**WHAT YOU HAVE TO DO:**
State how many of the rows below include the string "that", and give the number alone.

* begin RAW RECORDS *

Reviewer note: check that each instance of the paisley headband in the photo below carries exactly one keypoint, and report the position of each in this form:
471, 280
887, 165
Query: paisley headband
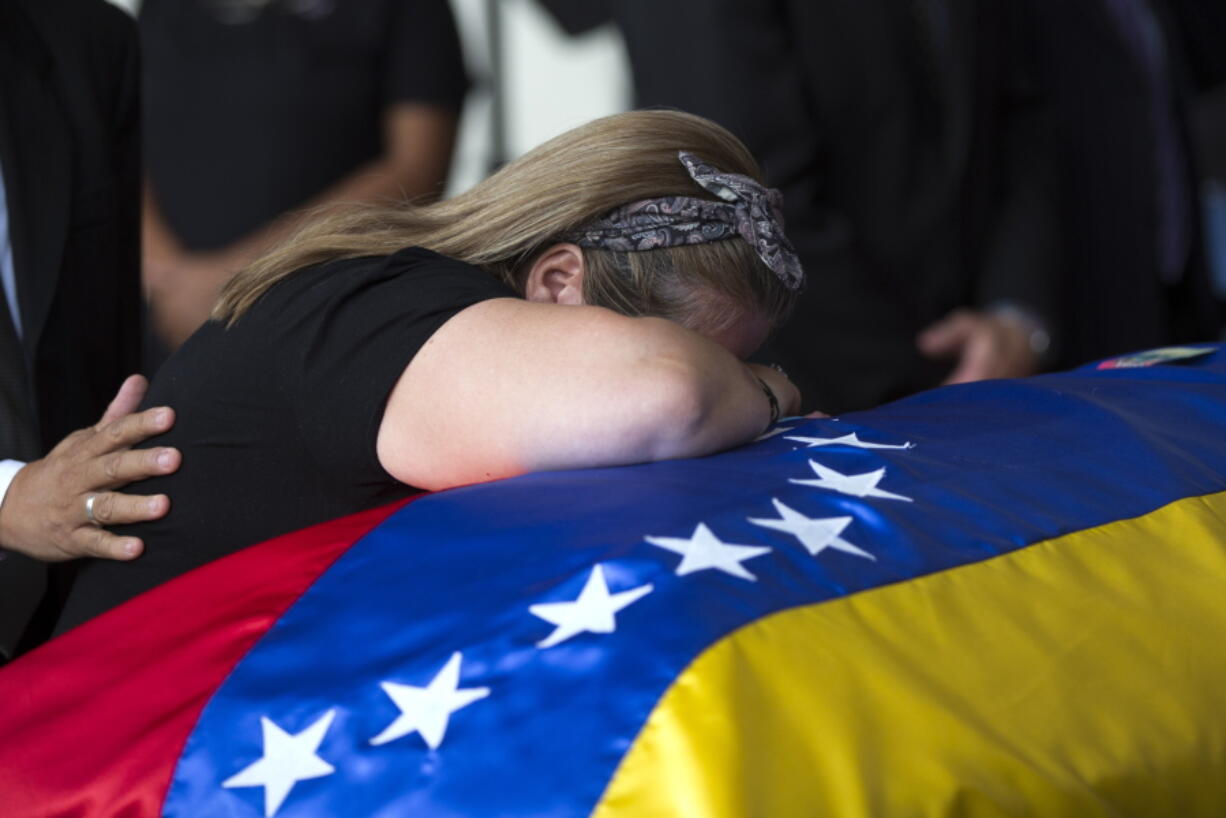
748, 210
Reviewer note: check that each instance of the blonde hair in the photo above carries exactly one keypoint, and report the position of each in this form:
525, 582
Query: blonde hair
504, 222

* end RAW RECORDS *
* begin RAW RECORDS *

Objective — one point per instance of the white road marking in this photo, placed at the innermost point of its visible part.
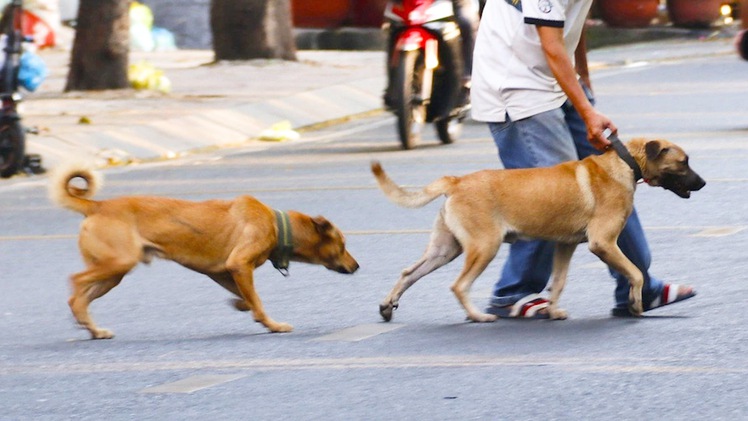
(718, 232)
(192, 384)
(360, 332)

* end RAW RECORDS *

**CORRECT ANSWER:**
2